(Exercise directions):
Copy every line of the entries below, requests included and pictures left out, and shift each answer coordinate by adding 44 to both of its numbers.

(Supplied entries):
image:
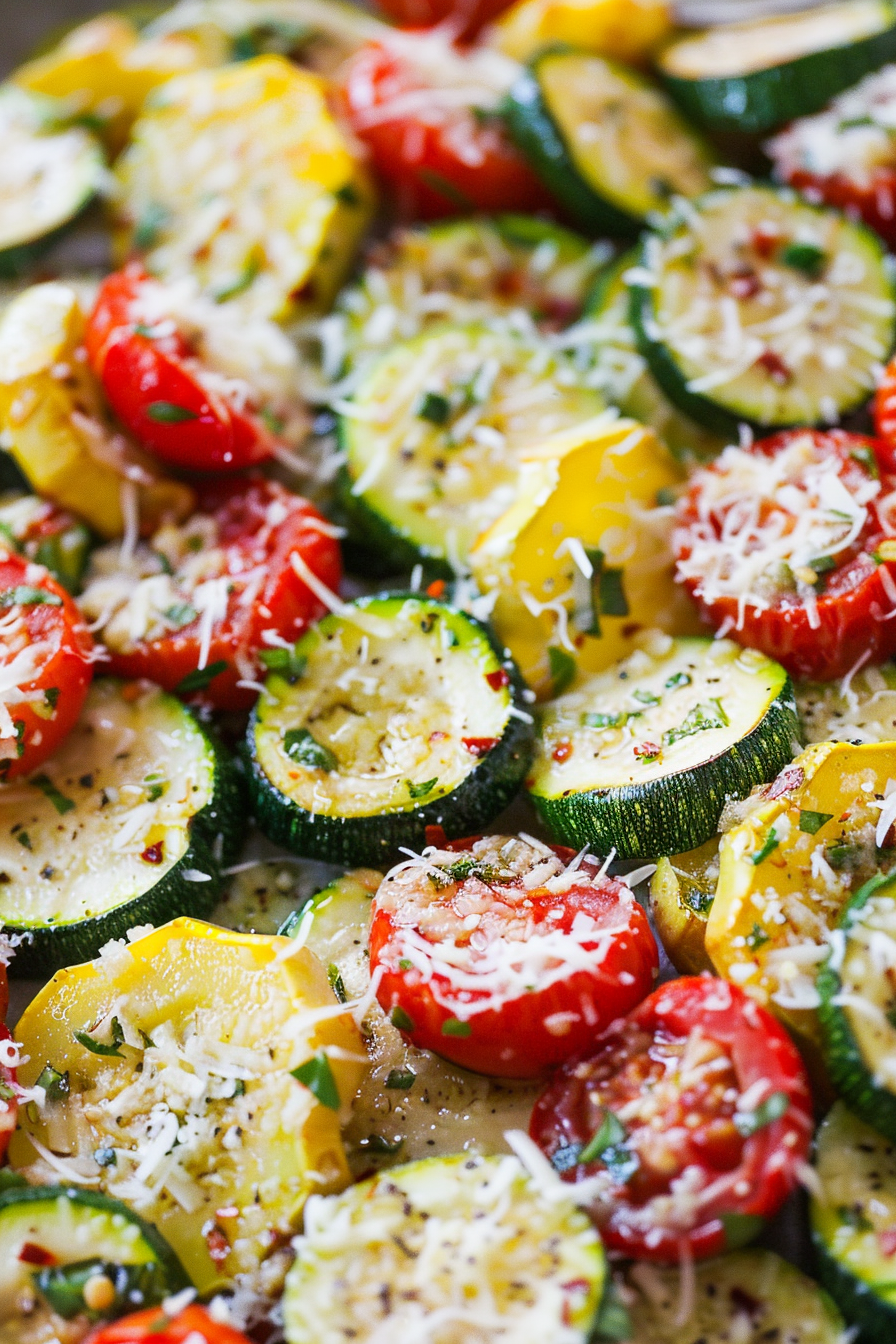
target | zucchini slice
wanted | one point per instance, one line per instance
(857, 1010)
(864, 711)
(500, 1255)
(434, 436)
(759, 74)
(641, 758)
(179, 1047)
(403, 715)
(752, 305)
(750, 1296)
(606, 141)
(87, 1258)
(852, 1216)
(125, 825)
(47, 176)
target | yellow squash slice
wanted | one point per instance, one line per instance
(191, 1113)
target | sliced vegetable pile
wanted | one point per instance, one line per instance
(448, 715)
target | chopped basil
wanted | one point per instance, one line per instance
(317, 1075)
(812, 821)
(301, 747)
(98, 1047)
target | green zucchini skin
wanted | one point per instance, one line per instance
(535, 132)
(846, 1063)
(763, 100)
(216, 833)
(375, 840)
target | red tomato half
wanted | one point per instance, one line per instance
(207, 597)
(779, 544)
(692, 1114)
(45, 665)
(8, 1098)
(160, 391)
(507, 964)
(406, 101)
(153, 1327)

(Response for this exercise):
image:
target | zucchini slice
wanted | one point per instance, one line per instance
(901, 1054)
(908, 755)
(544, 1299)
(478, 480)
(803, 118)
(685, 802)
(223, 1091)
(447, 759)
(796, 349)
(794, 1340)
(650, 185)
(131, 1302)
(896, 1260)
(169, 869)
(91, 220)
target | yellow squash slice
wanted | one point per instance, one line per instance
(235, 1157)
target | sliced vegetable pile
wanted | one point per instance, one line per instance
(492, 759)
target | chopped basil
wanted | one point per instance, one line per instance
(361, 1119)
(856, 865)
(345, 791)
(142, 1091)
target | green zucchini skin
wanted | one point per instance, one line per instance
(579, 176)
(890, 1107)
(807, 144)
(260, 877)
(419, 884)
target | red tomato half
wanted | one point per instance, one line per instance
(251, 641)
(823, 588)
(736, 1158)
(89, 709)
(52, 1142)
(204, 435)
(551, 1008)
(450, 145)
(197, 1371)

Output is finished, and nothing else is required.